# TRECHO CITADO
------------------------------------

DOS MITOS AMAZÔNICOS AO PENSAMENTO GEOGRÁFICO


DOS MITOS AMAZÔNICOS AO PENSAMENTO GEOGRÁFICO

Desde a passagem dos primeiros viajantes europeus, nos relatos e representações produzidos, até os atuais discursos, seja na mídia, escolas, ou corriqueiras conversas do dia-a-dia, persiste a idéia de enxergar a Amazônia pela temática ambiental.
A partir de discursos alheios à realidade local, o espaço amazônico passa a ser adjetivado através do exotismo, onde os “encantos”, “riquezas” e “mistérios” começam a se perpetuar no imaginário da população brasileira, a partir de idéias que vêem a região com uma ótica e uma lógica vindas de “fora”. Essas imagens idealizadas sobre a Amazônia alçadas ao senso comum, passam a povoar nosso inconsciente, onde os mitos criados ganham força e consistência duradoura.
Como dizia Armando Mendes já em 1974 em seu livro A Invenção da Amazônia, a imagem da região foi construída de fora para dentro, priorizando a paisagem, mas deixando invisíveis os seres humanos que aqui vivem.
Esses mitos sobre a Amazônia capturam parte significativa da realidade, pois são pautados na grandiosidade natural inegável da região, que alimenta delírios e deságuam em mitos que simplificam a realidade. Exemplos não faltam, vejamos alguns mitos famosos sobre a região desde os mais antigos, Eldorado, Paraíso Perdido, Celeiro do mundo, aos mais recentes Inferno Verde, Gigante Natural, Pulmão do mundo, Vazio Demográfico, entre muitos outros...
Assim, esses mitos são renovados ao bel prazer e a interesse de quem os produz, retornando com força e  reintroduzidos ao longo do tempo, onde a cada fase de apropriação da natureza amazônica, se torna preciso calar e minimizar as populações que aqui residem e impor a ideologia dominante.
A sensação de que há sempre algo a ser “descoberto” na Amazônia, leva a enxergarmos a região como promessa de resolver os problemas que estão fora dela. Ouro, madeira, drogas, remédios, eternas buscas do mercado global, que recentemente somam-se à água, soja, gado, biomassa e minérios, fora a biodiversidade vista como mercadoria.

------------------------------------

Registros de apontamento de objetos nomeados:
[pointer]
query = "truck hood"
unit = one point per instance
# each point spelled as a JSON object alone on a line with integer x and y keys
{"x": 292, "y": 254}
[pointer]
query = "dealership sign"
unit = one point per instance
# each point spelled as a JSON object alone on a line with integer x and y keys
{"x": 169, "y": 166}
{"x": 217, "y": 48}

------------------------------------

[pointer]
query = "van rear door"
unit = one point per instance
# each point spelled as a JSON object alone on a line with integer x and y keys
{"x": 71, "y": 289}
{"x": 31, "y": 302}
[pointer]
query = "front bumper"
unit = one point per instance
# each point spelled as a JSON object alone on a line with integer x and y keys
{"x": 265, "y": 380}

------------------------------------

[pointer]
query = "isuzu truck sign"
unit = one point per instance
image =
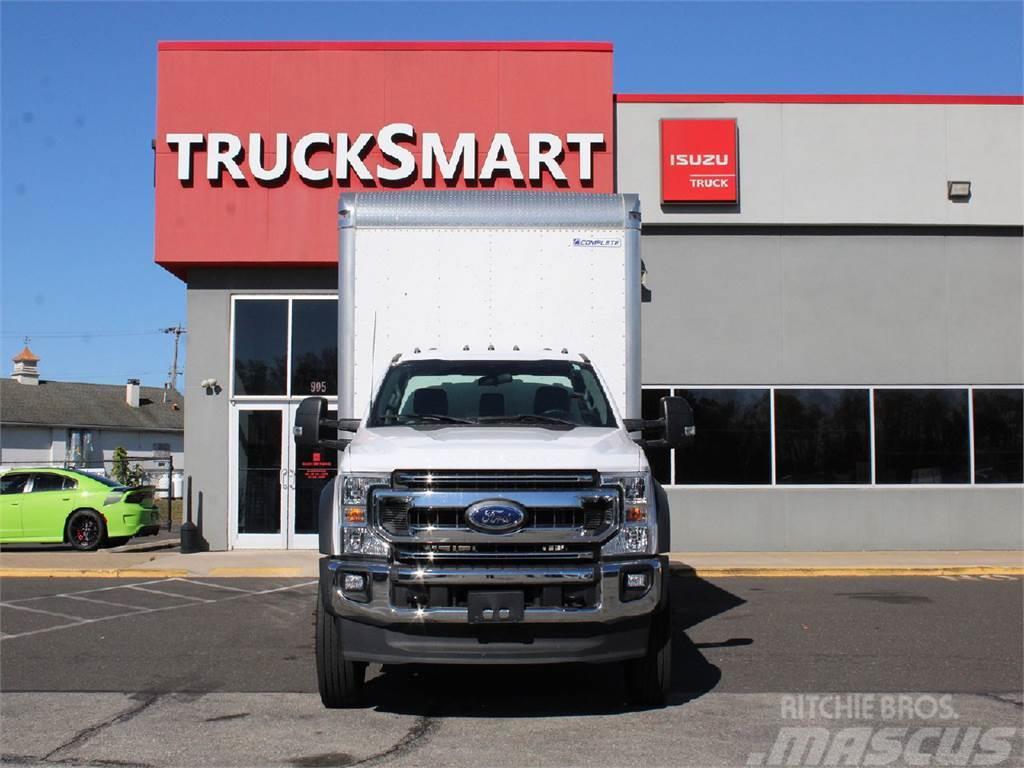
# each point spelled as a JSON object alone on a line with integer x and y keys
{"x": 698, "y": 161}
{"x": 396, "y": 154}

------------------------------------

Relacione todos os mitos sobre a região que o texto sobre os mitos amazônicos cita pelo nome.

# RESPOSTA
Eldorado, Paraíso Perdido, Celeiro do mundo, Inferno Verde, Gigante Natural, Pulmão do mundo, Vazio Demográfico